__LESETEXT__.
....
In einem seiner Songs hat Herbert Grönemeyer die Zeile „wir werden in Grund und Boden gelacht“ untergebracht. Er begründet in diesem Song seine Hypothese, nach der Kinder an die Macht kommen sollten, weil die Erwachsenen versagt haben. Nun ist es an der Zeit, diejenigen „in Grund und Boden zu lachen“, die mit ihrem volksverblödenden Mummenschanz die Öffentlichkeit seit Jahrzehnten an der Nase herumgeführt haben.
Kandidaten gibt es, wie Leser der Achse wissen, viele, aber heute soll es um die Gentechnik und insbesondere das skurrile Urteil des EuGH der vergangenen Woche zu den neuen Züchtungstechniken gehen. Wer sind diejenigen Strippenzieher, die jene wissenschaftlich nicht auf der Höhe der Zeit urteilenden Straßburger Richter so aufs Glatteis geführt haben?
....
__DATENSATZAUSZUG__.
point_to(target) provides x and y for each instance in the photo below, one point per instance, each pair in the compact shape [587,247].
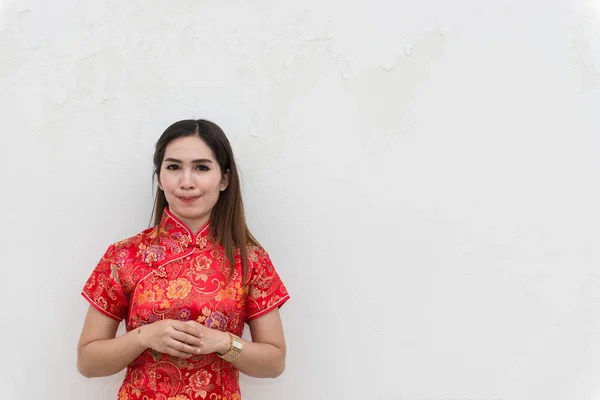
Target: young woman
[186,286]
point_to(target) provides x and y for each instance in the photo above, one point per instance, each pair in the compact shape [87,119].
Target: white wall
[424,174]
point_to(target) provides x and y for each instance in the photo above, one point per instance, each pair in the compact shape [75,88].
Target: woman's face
[192,180]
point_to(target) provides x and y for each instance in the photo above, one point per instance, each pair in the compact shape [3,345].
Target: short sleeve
....
__AUFGABENSTELLUNG__.
**a)** Prüfen Sie für jede der folgenden Aussagen, ob sie mit dem Text über das Gentechnik-Urteil übereinstimmt, und antworten Sie jeweils mit Ja oder Nein samt den entscheidenden Worten des Textes als genauem Zitat: (i) In dem genannten Song sollen Kinder an die Macht kommen, weil die Erwachsenen versagt haben. (ii) Das besprochene Urteil des EuGH stammt aus dem vergangenen Jahr. (iii) Die Richter werden im Text als Straßburger Richter bezeichnet.
**b)** Drucken Sie aus dem Text über das Gentechnik-Urteil die Stelle ab, die mit „Kandidaten gibt es, wie“ anfängt und bis einschließlich „Glatteis geführt haben?“ reicht.
**c)** Fahren Sie mit dem Text über das Gentechnik-Urteil nach seinem letzten Satz fort.
Das Material ist hierfür ohne Bedeutung.

__LÖSUNGEN__.
**a)**
(i) Ja: „nach der Kinder an die Macht kommen sollten, weil die Erwachsenen versagt haben“
(ii) Nein: „das skurrile Urteil des EuGH der vergangenen Woche“
(iii) Ja: „jene wissenschaftlich nicht auf der Höhe der Zeit urteilenden Straßburger Richter“

**b)**
Kandidaten gibt es, wie Leser der Achse wissen, viele, aber heute soll es um die Gentechnik und insbesondere das skurrile Urteil des EuGH der vergangenen Woche zu den neuen Züchtungstechniken gehen. Wer sind diejenigen Strippenzieher, die jene wissenschaftlich nicht auf der Höhe der Zeit urteilenden Straßburger Richter so aufs Glatteis geführt haben?

**c)**
Es sind in unserer Republik Leute wie Renate Künast, Harald Ebner, Martin Häussling oder auch den unter obskuren Bedingungen zu einem Berater des Bundesamtes für Naturschutz (BfN) und dem Bundesministerium für Umwelt, Naturschutz und nukleare Sicherheit berufenen Tier-Homöopathen und Ex-Greenpeace-Aktivisten Christoph Then. Vergessen sollten wir auch nicht den Greenpeace "Kampaigner" Dirk Zimmermann (schlauer als über 100 Nobelpreisträger), der es sicher besser weiß, aber seine Seele halt an Greenpeace verkauft hat.
Zurück zu den Opfern, den Journalisten, der Öffentlichkeit und den unbedarften Richtern des EuGH – was besagt deren Urteil? Im Kern wollen die Richter eine gezielte Mutation bei einer Kulturpflanze, die durch „Genome Editing“ erzeugt wird, genauso streng regeln wie einen gentechnischen Eingriff, bei dem genetische Information aus einem Organismus (etwa einem Bakterium) in eine Pflanze eingebracht wird und dort eine neue Eigenschaft bewirkt.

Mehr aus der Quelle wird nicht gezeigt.